__Task__.
Everything from the line containing "Need: one point for each instance of the front door, written" through the line containing "Query: white wall" in the listing below should be copied exactly, and nothing more.

__Records for this task__.
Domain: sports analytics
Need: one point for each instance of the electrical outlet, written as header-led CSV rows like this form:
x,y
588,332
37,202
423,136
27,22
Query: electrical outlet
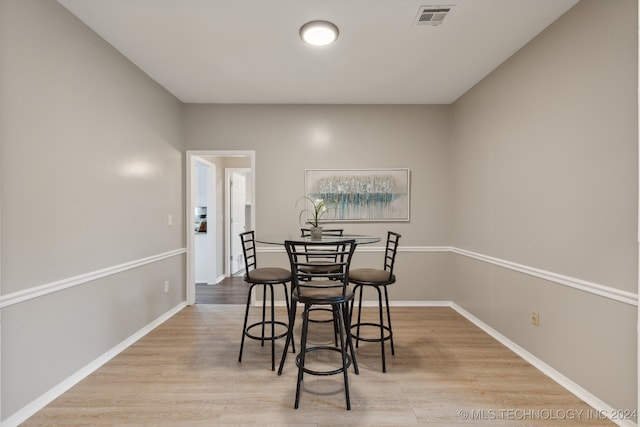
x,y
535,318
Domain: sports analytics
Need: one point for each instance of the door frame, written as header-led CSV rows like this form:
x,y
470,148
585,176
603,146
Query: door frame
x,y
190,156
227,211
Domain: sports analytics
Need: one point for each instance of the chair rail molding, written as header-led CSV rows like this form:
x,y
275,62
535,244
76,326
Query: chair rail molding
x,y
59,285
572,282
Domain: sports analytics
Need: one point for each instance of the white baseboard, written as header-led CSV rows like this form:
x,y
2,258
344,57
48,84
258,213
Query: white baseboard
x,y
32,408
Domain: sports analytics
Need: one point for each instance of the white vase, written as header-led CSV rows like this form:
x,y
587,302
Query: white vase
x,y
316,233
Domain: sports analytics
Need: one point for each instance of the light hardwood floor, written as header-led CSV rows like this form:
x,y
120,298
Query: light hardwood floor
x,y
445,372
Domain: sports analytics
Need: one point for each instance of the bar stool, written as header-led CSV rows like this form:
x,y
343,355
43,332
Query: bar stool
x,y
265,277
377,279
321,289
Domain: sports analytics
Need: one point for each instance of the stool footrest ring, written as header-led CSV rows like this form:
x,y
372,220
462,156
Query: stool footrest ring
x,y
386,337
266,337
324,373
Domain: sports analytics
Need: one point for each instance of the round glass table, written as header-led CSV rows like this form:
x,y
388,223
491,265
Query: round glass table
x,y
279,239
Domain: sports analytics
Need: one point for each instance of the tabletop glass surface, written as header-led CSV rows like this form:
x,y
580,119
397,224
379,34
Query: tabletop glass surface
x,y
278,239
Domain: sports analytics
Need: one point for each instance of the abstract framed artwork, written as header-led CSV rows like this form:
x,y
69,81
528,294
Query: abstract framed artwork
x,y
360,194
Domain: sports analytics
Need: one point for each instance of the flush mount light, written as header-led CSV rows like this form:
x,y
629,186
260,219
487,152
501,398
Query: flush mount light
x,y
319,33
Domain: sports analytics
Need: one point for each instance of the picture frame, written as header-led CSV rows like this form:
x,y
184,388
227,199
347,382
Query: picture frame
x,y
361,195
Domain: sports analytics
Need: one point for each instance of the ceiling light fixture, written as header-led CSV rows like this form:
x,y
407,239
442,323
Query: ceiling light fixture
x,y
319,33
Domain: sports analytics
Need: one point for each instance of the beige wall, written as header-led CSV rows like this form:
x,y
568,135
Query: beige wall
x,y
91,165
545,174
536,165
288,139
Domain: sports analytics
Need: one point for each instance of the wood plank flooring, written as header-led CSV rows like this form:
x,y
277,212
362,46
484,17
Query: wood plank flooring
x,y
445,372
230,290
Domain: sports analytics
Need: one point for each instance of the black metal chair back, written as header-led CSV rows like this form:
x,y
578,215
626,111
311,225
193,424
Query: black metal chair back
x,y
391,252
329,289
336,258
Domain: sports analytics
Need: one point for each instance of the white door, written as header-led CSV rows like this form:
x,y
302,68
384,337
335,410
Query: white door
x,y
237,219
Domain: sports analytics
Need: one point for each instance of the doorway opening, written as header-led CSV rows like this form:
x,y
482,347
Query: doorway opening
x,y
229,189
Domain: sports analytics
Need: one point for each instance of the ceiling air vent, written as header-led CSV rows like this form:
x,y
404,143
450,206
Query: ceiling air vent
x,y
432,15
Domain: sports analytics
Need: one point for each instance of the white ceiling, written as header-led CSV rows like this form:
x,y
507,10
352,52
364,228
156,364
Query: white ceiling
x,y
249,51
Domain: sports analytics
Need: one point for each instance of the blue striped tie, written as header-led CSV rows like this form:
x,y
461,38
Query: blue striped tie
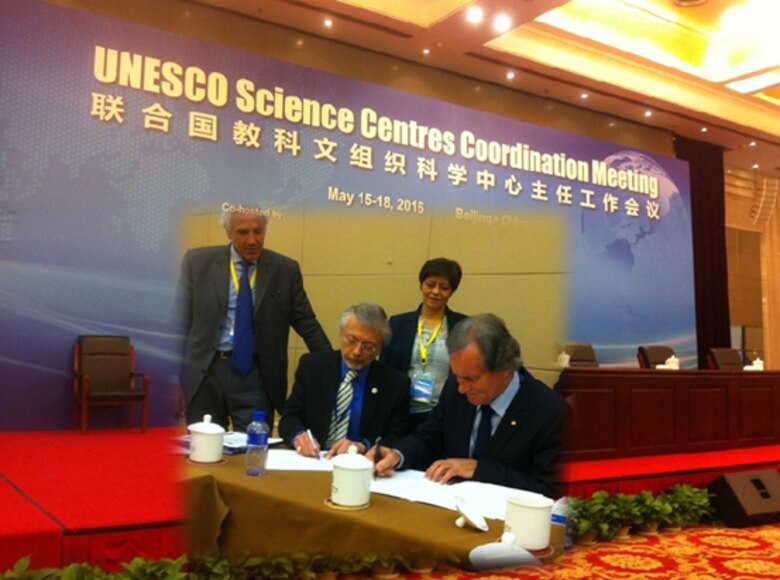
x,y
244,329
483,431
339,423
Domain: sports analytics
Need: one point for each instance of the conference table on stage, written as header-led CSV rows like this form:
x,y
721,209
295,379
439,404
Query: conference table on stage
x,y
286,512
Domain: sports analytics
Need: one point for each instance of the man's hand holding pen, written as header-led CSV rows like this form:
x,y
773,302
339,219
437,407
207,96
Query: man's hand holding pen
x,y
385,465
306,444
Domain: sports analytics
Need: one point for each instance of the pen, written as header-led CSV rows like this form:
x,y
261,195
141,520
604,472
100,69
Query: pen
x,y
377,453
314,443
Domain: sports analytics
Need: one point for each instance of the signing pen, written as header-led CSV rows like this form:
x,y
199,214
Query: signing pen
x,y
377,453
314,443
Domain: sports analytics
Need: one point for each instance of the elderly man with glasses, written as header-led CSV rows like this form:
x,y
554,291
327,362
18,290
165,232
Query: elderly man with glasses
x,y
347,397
---
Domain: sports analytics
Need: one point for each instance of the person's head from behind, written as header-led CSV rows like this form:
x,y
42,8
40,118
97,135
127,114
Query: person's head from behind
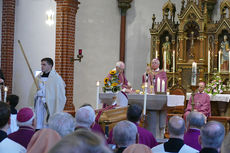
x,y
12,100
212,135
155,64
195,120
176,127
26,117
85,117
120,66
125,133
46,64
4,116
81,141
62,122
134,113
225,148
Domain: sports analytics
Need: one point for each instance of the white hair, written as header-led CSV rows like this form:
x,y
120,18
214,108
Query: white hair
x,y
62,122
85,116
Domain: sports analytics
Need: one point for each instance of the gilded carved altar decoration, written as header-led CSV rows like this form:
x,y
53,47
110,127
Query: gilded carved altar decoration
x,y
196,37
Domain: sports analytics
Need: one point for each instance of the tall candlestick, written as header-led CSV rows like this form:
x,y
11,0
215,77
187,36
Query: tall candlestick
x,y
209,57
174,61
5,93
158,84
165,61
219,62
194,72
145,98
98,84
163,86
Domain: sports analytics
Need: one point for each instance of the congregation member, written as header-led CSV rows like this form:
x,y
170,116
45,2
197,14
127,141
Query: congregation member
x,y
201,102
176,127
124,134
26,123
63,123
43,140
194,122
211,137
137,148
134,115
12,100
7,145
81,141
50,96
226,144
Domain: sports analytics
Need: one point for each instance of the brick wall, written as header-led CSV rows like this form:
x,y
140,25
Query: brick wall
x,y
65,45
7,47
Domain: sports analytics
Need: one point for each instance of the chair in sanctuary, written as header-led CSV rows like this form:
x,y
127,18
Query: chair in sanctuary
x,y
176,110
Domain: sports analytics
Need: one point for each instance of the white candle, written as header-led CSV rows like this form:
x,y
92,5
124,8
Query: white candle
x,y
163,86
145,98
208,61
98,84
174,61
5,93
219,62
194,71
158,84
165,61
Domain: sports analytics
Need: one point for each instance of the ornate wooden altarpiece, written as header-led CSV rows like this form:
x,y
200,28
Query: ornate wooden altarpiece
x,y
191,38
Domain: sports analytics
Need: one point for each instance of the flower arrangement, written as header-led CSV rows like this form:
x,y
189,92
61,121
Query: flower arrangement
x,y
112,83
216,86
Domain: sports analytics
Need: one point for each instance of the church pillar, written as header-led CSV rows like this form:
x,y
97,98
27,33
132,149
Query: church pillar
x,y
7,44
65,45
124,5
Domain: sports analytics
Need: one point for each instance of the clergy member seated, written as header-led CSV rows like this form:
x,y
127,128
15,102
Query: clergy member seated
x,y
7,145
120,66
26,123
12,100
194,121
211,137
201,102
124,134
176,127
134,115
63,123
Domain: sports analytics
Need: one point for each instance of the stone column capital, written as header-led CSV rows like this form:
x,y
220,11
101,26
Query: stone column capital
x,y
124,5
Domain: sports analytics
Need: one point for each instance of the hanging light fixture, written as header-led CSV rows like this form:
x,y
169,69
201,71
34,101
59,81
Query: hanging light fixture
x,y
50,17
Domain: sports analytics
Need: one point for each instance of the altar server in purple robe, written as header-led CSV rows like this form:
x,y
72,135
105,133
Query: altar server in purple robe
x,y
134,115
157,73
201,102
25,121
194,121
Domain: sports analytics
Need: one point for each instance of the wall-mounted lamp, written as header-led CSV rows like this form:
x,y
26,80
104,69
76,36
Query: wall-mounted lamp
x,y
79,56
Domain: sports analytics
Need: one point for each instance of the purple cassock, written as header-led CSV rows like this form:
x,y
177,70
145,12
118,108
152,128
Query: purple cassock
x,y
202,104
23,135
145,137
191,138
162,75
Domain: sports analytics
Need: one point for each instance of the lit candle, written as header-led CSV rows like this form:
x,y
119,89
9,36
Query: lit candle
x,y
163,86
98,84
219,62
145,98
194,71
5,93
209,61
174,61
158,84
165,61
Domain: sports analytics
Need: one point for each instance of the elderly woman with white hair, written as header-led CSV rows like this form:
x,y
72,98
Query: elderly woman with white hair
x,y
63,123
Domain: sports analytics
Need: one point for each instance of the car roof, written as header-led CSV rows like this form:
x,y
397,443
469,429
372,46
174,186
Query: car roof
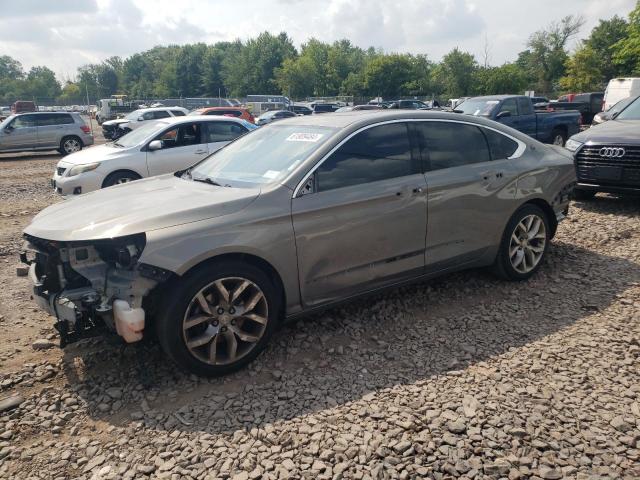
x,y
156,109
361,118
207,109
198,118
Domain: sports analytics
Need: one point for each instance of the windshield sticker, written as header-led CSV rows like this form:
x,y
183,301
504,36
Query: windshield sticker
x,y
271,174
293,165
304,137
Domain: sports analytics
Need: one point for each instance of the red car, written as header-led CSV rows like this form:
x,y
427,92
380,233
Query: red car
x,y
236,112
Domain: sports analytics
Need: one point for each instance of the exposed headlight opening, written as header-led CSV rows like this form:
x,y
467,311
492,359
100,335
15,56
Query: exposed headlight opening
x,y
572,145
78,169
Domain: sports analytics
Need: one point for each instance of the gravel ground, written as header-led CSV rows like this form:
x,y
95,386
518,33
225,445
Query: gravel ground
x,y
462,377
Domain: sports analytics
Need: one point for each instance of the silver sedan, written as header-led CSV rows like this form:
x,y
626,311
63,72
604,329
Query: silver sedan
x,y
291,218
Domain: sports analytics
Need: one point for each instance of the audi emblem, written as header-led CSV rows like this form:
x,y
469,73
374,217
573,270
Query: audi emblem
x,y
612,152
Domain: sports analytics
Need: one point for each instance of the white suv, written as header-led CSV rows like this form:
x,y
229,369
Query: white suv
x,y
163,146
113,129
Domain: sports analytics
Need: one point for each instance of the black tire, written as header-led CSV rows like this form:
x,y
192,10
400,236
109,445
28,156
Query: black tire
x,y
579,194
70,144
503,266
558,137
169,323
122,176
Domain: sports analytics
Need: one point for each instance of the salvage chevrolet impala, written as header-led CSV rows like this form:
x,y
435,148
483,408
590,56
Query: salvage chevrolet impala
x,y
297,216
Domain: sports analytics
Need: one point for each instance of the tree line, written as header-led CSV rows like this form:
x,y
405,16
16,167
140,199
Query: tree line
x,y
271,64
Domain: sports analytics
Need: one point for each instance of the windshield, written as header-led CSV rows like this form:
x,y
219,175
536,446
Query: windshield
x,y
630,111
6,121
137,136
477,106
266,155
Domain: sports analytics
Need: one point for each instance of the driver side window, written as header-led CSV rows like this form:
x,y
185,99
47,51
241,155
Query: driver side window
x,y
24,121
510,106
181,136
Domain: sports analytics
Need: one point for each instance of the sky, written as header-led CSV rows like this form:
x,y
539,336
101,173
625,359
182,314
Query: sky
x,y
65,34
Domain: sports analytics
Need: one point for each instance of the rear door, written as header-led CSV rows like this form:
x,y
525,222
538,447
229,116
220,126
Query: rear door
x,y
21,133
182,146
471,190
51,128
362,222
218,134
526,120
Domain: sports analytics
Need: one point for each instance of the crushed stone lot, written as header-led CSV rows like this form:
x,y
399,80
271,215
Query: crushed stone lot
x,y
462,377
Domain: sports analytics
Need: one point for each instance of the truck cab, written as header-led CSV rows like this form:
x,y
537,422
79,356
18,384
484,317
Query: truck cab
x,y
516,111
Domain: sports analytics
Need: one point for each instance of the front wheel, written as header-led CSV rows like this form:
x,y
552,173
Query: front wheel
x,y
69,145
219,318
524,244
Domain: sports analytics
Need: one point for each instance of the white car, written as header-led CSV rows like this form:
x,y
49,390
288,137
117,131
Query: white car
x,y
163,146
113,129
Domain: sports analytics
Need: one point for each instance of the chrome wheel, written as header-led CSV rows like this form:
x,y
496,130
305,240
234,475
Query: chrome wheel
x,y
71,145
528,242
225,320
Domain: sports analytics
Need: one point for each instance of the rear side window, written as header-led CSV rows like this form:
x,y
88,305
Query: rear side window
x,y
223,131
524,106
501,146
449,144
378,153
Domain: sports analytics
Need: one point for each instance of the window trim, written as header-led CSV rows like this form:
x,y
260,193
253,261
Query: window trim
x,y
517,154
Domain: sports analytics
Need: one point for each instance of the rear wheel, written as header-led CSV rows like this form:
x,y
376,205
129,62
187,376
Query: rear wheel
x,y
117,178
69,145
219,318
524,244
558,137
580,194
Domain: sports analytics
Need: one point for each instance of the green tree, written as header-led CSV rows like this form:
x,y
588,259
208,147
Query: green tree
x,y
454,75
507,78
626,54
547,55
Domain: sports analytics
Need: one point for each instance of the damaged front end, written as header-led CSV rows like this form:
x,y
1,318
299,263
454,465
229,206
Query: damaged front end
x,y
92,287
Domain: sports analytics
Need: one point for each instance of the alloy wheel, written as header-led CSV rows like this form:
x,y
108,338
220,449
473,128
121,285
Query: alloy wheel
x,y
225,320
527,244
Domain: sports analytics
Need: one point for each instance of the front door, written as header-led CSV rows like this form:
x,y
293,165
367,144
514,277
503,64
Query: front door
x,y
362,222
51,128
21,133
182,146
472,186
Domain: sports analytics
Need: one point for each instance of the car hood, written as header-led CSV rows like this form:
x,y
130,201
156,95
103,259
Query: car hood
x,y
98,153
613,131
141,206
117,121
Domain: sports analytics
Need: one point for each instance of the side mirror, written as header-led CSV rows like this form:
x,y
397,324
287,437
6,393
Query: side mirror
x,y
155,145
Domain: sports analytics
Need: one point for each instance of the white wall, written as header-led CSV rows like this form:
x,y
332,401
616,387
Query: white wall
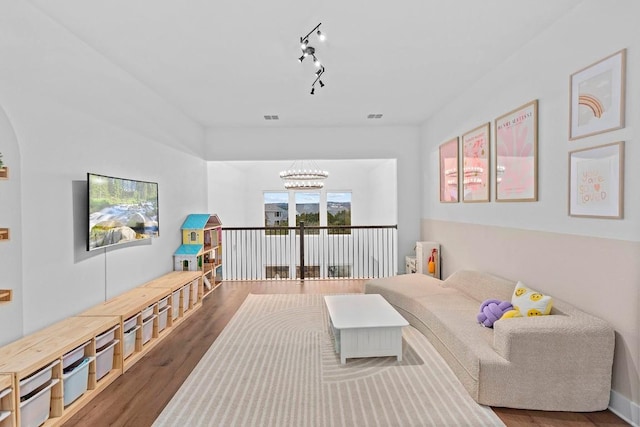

__Task answer__.
Need: one point for each instance of the front door, written as header-led CSV rows like this form:
x,y
293,165
367,144
514,277
503,64
Query: front door
x,y
362,222
51,128
21,133
182,146
472,186
Domain: sports analytics
Need: one point for each instance of the car hood, written as header-led CSV rows like this form:
x,y
130,201
156,95
103,259
Query: car hood
x,y
98,153
613,131
141,206
117,121
Domain: sports analytics
Need: one point for each instance of the side mirror, written as header-led CSV rows like this form:
x,y
397,324
287,437
6,393
Query: side mirror
x,y
155,145
Domain: sports analytics
Need: one point for each instance of the white wall, written as header-led CSV rows like this form:
x,y
332,401
616,387
Query: white wall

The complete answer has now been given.